Task brief:
Where the records below reach the line containing "[locate] butterfly (one point per instance)", start transcribing, and end with the line containing "[locate] painted lady", exactly and with nothing else added.

Data for analysis:

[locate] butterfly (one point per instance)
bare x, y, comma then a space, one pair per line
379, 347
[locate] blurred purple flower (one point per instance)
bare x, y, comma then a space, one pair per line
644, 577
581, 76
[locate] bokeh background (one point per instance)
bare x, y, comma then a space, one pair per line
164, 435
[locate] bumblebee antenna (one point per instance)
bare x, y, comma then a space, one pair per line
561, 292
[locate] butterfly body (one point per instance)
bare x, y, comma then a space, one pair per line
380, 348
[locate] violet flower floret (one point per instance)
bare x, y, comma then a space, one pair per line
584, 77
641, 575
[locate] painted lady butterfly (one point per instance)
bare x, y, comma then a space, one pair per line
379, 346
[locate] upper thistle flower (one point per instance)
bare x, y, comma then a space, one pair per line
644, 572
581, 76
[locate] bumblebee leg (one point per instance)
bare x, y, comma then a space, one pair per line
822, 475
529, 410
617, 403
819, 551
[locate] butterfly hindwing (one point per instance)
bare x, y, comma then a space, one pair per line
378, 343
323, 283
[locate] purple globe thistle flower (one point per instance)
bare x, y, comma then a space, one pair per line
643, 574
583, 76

* * *

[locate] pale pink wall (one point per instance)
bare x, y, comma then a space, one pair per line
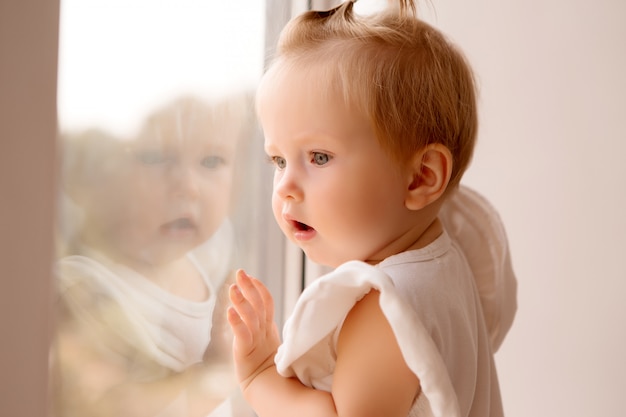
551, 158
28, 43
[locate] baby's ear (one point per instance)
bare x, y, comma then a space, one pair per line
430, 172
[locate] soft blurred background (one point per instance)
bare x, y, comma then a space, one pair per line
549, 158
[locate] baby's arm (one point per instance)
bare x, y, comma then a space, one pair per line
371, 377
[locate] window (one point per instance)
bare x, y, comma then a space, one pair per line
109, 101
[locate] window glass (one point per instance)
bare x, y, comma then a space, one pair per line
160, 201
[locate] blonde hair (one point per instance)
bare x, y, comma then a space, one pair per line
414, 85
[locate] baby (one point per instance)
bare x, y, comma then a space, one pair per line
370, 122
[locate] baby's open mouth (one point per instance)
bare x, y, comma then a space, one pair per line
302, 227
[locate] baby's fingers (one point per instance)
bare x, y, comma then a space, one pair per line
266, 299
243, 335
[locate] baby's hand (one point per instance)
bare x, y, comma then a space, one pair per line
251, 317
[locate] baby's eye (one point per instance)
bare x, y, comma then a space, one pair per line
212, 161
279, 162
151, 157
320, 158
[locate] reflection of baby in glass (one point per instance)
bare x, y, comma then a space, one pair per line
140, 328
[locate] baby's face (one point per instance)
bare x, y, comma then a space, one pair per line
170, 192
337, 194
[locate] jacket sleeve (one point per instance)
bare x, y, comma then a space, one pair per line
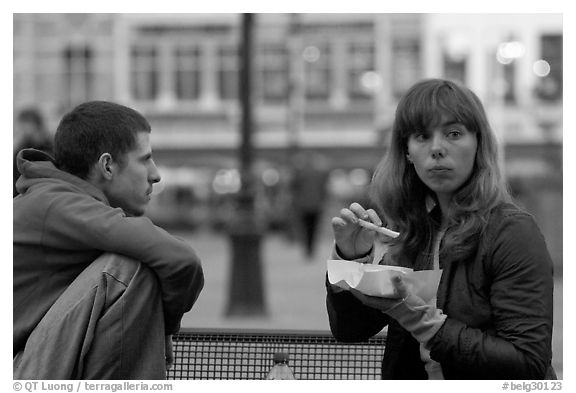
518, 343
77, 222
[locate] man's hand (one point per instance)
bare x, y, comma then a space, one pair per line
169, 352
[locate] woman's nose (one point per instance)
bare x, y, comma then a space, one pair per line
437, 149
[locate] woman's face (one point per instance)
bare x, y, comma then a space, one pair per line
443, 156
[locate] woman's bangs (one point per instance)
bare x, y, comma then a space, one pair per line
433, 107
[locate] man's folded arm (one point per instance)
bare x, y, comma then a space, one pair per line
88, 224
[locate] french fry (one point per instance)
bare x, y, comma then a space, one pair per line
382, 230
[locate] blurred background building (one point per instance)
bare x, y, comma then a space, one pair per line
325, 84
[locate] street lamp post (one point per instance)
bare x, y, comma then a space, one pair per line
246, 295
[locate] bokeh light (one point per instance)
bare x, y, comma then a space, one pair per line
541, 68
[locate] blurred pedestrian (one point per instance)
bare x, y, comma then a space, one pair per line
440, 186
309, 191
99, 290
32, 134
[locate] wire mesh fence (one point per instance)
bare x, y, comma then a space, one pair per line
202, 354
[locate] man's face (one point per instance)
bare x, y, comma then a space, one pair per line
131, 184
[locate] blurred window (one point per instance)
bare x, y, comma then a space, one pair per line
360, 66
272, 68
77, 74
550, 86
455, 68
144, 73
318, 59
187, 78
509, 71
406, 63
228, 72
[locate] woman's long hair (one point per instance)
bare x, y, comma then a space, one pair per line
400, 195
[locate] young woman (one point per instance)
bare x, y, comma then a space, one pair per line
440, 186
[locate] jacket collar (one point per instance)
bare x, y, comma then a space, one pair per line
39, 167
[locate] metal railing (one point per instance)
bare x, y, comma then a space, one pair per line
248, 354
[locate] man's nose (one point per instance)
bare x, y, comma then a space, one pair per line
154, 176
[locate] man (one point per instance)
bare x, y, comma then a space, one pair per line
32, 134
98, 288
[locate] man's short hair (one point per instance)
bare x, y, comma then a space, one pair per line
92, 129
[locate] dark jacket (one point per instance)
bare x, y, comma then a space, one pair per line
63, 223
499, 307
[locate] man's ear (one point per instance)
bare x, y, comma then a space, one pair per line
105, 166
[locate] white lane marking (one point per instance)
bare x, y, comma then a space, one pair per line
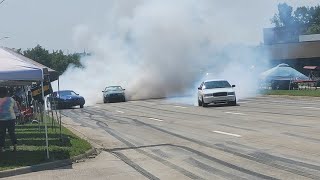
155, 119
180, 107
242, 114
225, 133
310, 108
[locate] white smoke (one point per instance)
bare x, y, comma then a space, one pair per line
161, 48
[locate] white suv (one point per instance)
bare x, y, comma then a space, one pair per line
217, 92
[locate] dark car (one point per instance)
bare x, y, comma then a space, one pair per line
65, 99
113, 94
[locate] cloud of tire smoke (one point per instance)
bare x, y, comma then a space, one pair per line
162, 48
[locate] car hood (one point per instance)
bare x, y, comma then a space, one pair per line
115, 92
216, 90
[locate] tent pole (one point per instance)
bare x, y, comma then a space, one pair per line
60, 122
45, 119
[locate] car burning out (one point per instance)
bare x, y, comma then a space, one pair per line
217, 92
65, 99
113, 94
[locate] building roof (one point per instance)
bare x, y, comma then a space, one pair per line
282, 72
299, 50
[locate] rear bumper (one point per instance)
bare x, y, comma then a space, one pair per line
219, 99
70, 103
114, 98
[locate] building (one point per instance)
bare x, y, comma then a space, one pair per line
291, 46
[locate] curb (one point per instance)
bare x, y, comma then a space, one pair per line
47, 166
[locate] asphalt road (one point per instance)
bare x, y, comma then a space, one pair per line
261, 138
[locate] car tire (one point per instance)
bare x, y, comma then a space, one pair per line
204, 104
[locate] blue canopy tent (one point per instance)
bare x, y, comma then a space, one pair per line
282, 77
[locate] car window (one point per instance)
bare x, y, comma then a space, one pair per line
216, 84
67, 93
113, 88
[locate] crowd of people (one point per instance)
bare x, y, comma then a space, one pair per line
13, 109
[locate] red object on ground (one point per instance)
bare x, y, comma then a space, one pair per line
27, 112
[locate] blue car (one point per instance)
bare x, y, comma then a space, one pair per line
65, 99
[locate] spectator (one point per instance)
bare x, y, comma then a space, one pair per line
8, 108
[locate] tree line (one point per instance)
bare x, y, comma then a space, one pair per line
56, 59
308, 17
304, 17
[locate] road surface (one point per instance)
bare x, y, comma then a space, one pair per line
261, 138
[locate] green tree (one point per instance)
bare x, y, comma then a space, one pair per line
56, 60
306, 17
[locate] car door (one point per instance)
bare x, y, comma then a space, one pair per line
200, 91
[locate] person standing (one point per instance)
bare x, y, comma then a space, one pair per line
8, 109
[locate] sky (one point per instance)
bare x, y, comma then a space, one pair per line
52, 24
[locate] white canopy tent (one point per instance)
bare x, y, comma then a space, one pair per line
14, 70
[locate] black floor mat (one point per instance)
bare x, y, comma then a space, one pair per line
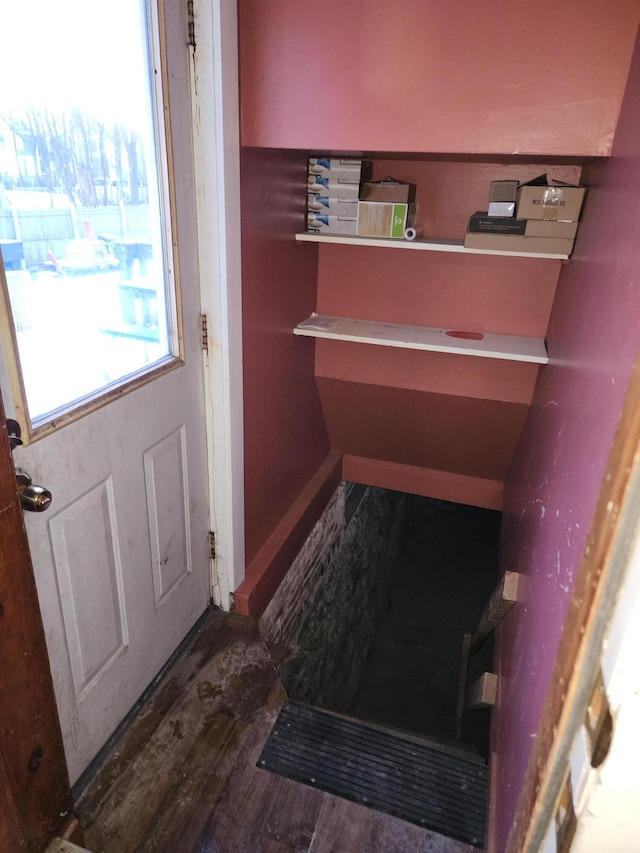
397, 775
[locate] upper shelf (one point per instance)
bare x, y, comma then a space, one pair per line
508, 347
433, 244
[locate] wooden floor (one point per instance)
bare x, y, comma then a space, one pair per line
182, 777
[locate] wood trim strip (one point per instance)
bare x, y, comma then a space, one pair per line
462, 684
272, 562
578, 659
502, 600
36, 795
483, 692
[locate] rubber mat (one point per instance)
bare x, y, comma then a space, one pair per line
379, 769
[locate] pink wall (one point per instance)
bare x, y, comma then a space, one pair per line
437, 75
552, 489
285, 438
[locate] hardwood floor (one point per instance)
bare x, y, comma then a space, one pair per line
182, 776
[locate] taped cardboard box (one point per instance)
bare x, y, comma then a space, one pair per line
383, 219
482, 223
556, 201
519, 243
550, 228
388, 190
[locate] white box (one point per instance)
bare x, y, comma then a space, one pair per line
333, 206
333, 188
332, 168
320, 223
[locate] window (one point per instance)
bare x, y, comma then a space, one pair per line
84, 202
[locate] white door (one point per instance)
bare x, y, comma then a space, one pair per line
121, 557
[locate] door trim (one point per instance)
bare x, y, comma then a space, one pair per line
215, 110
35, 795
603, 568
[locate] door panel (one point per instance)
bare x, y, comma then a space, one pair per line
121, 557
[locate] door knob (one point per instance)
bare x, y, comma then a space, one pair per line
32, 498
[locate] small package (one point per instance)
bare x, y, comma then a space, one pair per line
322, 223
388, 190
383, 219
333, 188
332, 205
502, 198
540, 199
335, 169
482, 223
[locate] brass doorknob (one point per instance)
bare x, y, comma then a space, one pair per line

Reply to the exercise:
[locate] butterfly (one point per instance)
bare x, y, comma then a space, one pair per line
379, 347
[locate] blurred purple flower (one point per instance)
bare x, y, comma then a space, one pair per line
644, 577
581, 76
[locate] bokeh background (one point per instance)
bare x, y, comma then a space, one pair per line
164, 435
[locate] bumblebee antenna (one point per instance)
bare x, y, comma then a space, one pair per line
561, 292
[locate] butterfly body (one point per instance)
bare x, y, comma then a space, one pair per line
380, 348
[locate] violet flower floret (one point per instance)
bare x, y, comma then a space, one pair per line
584, 77
641, 575
[locate] painted lady butterfly (one point per instance)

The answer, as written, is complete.